**Provided passage**
------------------------------------------------

Many features can be extracted from the speech signal, and given these features, information is transmitted or processed from the speech signal. In this study, features such as Energy, Pitch, the First to Fourth Formants (F1- F4), Jitter, Shimmer, 13 Linear Predictive Coefficients (LPCs), 13 Mel Frequency Cepstral Coefficients (MFCCs), and Zero-Crossing Rate (ZCR) are extracted from each frame. All of these extracted features were benchmarked in the studies related to emotion recognition. The first and second derivatives of each of these features are also obtained to provide 101 local (frame-level) features for each speech frame in aggregate. After extracting these local features, we get global (utterance-level) features by applying twenty statistical functions, including maximum, minimum, range, mean, variance, standard deviation, median, 1st, 5th, 10th, 25th, 75th, 90th, 95th, 99th percentile, quadratic range, 10% adorned average, 25% adorned average, skewness, and kurtosis. Thereby 2020 global features are obtained. Table 1 shows the quantity of these features.

------------------------------------------------

**Data lines**
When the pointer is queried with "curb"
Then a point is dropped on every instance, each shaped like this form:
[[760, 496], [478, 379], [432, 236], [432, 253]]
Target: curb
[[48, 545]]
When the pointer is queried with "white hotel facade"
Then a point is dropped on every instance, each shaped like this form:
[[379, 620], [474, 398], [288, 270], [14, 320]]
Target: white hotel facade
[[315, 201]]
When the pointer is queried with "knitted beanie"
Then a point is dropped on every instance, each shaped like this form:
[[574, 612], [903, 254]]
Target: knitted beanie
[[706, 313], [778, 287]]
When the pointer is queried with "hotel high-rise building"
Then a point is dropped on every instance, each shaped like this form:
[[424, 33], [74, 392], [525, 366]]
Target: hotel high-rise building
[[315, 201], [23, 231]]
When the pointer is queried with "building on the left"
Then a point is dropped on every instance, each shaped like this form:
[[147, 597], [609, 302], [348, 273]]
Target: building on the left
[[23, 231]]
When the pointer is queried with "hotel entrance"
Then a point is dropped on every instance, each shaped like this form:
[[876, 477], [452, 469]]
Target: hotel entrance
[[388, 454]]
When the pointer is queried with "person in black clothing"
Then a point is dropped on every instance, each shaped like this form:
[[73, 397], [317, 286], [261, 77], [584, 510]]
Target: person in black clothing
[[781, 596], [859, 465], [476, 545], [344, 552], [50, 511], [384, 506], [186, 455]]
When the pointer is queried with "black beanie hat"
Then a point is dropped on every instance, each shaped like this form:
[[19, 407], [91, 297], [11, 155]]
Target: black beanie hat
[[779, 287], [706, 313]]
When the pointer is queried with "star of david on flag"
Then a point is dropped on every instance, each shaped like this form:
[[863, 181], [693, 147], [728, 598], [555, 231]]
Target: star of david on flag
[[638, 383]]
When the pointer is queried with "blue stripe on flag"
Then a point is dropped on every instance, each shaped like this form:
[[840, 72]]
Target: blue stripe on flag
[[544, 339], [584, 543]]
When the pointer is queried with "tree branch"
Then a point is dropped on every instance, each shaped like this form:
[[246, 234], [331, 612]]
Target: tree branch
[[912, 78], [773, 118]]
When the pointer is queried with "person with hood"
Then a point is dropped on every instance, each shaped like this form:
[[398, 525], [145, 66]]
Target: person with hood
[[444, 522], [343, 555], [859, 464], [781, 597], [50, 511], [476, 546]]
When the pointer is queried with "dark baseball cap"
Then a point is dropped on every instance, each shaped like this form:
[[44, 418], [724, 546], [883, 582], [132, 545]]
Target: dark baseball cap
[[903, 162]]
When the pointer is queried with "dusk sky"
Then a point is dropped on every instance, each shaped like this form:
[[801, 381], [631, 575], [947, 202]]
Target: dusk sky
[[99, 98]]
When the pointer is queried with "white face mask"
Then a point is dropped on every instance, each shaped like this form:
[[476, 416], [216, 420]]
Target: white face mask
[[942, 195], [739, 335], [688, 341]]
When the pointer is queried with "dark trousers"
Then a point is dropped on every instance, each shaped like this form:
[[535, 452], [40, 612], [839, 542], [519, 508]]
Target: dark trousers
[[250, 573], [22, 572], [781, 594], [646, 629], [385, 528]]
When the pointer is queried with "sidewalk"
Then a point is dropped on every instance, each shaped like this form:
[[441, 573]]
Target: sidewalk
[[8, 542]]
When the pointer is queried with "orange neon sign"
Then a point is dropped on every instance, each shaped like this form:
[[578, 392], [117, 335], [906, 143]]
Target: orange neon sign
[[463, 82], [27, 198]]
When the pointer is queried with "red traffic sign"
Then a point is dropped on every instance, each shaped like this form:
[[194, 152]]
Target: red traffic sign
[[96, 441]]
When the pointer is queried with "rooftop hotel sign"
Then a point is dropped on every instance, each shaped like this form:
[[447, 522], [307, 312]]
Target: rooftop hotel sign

------------------------------------------------

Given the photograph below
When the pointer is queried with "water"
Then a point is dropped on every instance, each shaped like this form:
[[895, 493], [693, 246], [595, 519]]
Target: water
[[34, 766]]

------------------------------------------------

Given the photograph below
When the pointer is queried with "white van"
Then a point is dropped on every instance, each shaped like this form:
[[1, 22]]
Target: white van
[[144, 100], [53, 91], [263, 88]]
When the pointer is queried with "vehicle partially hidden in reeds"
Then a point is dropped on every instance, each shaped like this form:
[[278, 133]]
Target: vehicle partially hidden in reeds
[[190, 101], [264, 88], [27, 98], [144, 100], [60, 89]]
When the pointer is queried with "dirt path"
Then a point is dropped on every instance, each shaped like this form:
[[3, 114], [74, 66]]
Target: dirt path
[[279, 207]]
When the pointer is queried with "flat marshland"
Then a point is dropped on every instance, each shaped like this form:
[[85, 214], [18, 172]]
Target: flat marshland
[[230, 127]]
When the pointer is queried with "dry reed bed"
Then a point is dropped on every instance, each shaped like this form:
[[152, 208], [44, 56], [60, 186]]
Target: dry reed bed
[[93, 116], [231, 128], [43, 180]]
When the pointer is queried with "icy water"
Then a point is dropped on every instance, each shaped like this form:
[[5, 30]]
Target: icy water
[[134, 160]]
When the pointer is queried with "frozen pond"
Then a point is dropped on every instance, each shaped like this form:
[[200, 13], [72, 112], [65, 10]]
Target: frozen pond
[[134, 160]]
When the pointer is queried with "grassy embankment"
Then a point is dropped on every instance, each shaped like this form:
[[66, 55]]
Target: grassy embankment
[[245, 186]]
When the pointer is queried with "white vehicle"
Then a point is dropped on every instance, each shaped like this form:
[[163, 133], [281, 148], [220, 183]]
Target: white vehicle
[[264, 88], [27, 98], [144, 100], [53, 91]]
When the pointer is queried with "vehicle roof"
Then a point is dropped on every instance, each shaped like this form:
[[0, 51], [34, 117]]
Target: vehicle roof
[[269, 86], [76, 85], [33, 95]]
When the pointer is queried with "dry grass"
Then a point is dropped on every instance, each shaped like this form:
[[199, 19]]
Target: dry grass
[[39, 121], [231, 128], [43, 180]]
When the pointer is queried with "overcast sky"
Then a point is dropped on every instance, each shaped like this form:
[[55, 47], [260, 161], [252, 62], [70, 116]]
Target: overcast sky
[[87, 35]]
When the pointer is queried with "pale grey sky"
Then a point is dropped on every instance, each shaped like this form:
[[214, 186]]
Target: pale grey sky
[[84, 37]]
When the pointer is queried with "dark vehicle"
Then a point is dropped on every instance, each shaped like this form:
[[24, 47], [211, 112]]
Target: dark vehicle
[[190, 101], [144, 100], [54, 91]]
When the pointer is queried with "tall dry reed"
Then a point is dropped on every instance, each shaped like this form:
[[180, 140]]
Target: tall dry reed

------------------------------------------------

**Exercise**
Continue the passage on extracting speech features for emotion recognition, starting right after its last sentence.

**Response below**
Table 1 Quantity of global and local extracted features

Because of the capabilities of Autoencoder in dimensions reduction, we have selected this vast number of features. Section IV shows that larger feature sets may appropriately train Autoencoder in classification accuracy. Also, both types of feature sets, including global and local, have been used in this study. However, there is no consensus on whether it is better to use local or global features. However, this research work, like other studies, has shown that the efficiency and accuracy of classification will increase with global features.

3.3 Stacked Autoencoder (SAE)

When a set contains so many features, the classification may be difficult and costly, and it is better to have a smaller set of features dependent on the primitive set of features. The autoencoder neural network can quickly implement this dimension reduction in feature vectors. This section proposes the architecture of Stacked Autoencoder (SAE) for emotion classification. A Stacked Autoencoder is a neural network consisting of multiple layers of sparse Autoencoders wherein the outputs of every layer have linked to the inputs of the subsequent layer [48]. The sparse Autoencoder is a three-layer neural network including an encoder and a decoder that output units are directly connected back to input units [49]. Sparse autoencoders use at least three layers:

  • An input layer. For example, it could be the audio signal itself or its features.

  • A few smaller hidden layers form the encryption.

  • An output layer wherein every neuron has the same meaning as the input layer and is a reconstruction of the input layer.

The general structure of an autoencoder with a hidden layer is shown in Fig. 2.

Fig. 2
figure 2

Structure of a basic Autoencoder with a hidden layer

Autoencoders aim to learn a compressed data representation with minimum reconstruction loss [48]. The encoder in Autoencoder maps the input vector \({X}_{n}\) to the hidden layer \({H}_{m}\) with a non-linear function:

$$H_m=S\left(\sum\nolimits_{i=0}^n\left(W_i\ast X_i\right)+b_m\right)$$
(2)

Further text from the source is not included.